§ Extracted material:
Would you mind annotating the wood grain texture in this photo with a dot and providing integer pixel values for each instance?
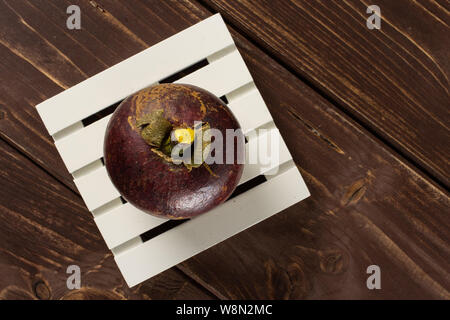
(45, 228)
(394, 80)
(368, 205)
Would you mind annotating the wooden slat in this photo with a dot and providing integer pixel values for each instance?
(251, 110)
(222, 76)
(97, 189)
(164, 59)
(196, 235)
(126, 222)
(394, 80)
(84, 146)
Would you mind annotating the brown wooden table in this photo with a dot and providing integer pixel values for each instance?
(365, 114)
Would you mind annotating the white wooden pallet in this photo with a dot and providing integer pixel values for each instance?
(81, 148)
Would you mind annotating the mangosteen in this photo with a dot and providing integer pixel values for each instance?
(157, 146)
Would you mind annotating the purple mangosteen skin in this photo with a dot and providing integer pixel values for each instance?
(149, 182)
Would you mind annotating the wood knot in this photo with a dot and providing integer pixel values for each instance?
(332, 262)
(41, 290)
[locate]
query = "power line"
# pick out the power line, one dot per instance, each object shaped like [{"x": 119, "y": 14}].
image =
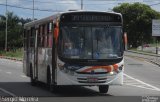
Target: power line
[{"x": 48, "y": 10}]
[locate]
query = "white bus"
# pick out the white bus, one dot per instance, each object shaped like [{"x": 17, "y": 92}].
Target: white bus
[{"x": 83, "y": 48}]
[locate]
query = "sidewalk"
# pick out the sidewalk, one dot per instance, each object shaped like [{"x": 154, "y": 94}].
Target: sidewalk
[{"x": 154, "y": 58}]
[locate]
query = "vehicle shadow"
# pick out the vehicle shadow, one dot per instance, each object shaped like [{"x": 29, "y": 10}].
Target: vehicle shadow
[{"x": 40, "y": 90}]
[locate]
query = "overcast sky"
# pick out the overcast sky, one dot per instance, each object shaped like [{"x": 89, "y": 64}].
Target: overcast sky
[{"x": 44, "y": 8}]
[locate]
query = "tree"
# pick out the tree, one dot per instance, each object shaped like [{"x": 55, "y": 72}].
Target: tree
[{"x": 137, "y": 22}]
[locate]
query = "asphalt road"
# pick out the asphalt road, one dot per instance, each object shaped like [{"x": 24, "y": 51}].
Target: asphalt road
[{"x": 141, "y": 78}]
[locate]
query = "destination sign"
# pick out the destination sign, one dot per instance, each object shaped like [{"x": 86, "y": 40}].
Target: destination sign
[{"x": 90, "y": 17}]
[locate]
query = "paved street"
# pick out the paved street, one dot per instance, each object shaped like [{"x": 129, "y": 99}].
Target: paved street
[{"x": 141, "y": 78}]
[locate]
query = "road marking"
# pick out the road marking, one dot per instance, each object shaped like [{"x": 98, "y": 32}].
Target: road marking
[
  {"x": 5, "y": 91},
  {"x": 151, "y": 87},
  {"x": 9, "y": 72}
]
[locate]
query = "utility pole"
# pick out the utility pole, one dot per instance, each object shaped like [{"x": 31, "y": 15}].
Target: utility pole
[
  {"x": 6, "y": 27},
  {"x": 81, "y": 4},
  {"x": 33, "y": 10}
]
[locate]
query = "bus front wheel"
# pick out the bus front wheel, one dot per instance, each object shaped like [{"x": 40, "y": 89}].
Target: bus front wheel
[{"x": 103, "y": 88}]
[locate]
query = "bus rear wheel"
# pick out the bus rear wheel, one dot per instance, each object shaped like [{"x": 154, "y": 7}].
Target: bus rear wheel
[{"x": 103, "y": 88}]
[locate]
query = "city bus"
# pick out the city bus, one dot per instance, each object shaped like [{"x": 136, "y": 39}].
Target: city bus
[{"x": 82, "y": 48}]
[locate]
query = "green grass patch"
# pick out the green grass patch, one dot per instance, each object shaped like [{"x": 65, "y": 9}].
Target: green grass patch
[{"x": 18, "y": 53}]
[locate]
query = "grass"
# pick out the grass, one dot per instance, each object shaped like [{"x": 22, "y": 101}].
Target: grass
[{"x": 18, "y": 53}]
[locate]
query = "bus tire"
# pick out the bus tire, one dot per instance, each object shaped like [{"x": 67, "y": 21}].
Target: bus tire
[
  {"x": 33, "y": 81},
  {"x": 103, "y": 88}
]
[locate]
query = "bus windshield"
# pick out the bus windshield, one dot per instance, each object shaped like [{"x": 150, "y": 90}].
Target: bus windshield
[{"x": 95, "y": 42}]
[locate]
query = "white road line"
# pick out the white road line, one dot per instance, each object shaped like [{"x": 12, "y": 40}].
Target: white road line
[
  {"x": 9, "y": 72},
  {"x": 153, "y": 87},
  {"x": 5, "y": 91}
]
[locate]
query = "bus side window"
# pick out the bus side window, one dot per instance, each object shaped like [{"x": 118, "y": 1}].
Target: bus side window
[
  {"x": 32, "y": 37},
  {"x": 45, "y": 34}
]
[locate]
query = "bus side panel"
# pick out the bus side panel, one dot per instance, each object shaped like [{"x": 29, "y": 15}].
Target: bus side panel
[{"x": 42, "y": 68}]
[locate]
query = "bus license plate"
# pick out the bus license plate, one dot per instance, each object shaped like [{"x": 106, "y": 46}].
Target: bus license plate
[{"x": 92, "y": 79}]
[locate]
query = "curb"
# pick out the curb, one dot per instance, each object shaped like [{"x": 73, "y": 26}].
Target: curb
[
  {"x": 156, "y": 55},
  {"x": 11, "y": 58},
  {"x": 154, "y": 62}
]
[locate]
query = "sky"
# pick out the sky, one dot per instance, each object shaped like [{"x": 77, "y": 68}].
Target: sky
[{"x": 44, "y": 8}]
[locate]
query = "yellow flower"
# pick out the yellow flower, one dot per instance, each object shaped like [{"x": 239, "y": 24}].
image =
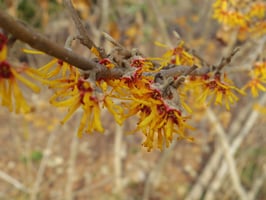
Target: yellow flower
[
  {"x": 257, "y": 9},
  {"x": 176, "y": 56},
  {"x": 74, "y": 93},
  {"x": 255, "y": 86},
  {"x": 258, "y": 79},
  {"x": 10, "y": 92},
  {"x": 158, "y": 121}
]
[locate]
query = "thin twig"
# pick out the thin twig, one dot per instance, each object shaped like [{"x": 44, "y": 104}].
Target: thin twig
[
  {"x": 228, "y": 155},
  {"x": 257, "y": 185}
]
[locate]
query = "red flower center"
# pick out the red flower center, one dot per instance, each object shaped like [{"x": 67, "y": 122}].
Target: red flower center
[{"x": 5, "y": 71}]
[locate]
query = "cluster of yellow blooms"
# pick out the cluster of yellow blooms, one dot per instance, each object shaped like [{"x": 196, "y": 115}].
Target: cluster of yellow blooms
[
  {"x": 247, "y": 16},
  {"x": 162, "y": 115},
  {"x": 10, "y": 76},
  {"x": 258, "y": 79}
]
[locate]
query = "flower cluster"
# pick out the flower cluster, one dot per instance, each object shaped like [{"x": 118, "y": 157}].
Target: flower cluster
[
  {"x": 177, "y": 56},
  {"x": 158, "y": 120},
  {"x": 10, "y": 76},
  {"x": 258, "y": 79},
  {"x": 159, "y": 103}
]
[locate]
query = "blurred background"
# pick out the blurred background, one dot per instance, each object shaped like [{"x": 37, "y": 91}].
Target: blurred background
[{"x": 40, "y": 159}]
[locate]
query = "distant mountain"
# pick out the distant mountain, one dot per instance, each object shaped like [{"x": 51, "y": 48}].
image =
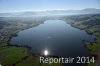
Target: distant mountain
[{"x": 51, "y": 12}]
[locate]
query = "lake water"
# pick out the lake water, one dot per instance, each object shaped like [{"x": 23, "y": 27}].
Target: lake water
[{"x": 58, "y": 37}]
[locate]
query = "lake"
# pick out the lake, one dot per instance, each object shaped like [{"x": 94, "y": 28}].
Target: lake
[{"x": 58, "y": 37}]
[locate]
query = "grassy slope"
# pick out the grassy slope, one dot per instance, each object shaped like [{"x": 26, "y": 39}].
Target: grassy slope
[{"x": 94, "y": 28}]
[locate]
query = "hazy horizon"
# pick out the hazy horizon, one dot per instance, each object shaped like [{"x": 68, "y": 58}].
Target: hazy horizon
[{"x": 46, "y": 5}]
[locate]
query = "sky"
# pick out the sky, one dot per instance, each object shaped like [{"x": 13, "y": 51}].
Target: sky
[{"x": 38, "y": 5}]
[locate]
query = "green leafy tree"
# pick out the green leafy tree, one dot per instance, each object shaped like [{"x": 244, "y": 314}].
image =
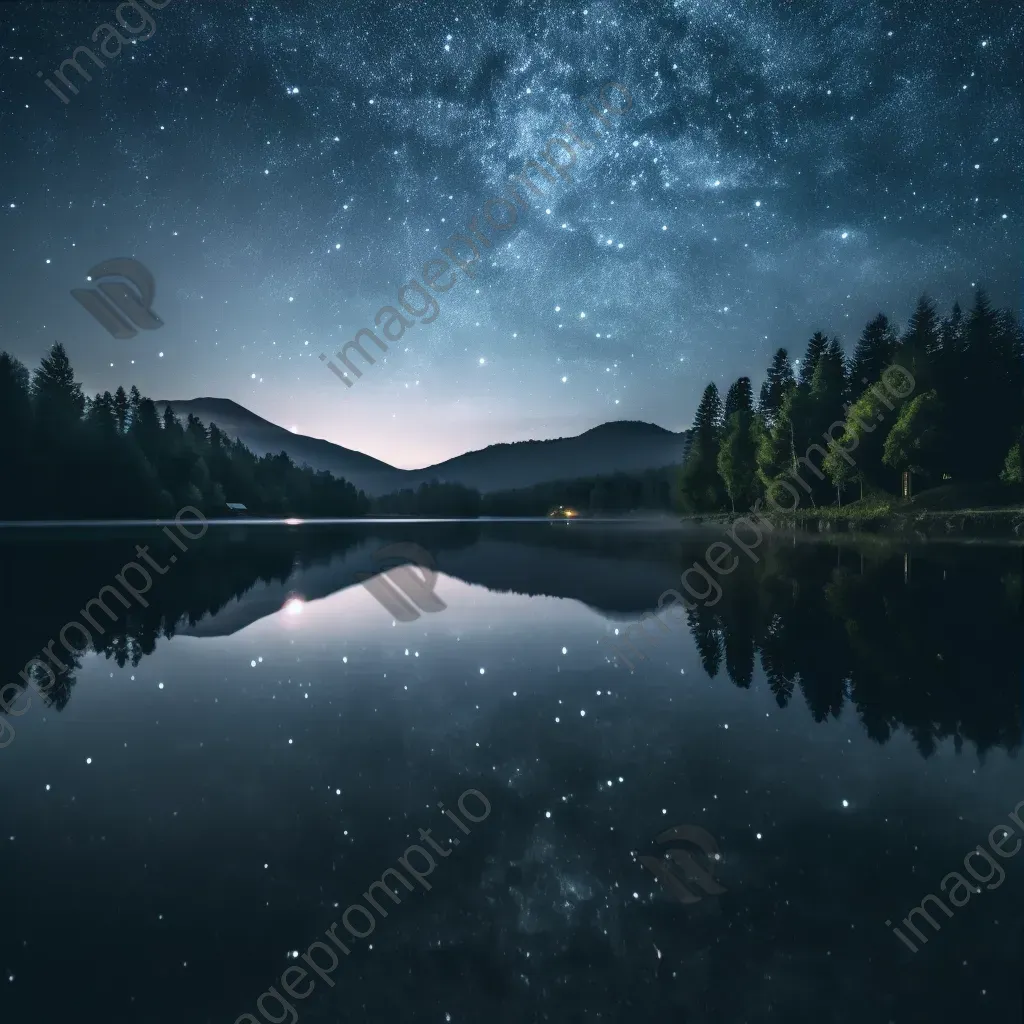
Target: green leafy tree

§ Goal of the exercise:
State how many lines in the rows above contain the string "center", counting only case-exact matches. Reply with the number alone.

§ Written reply:
3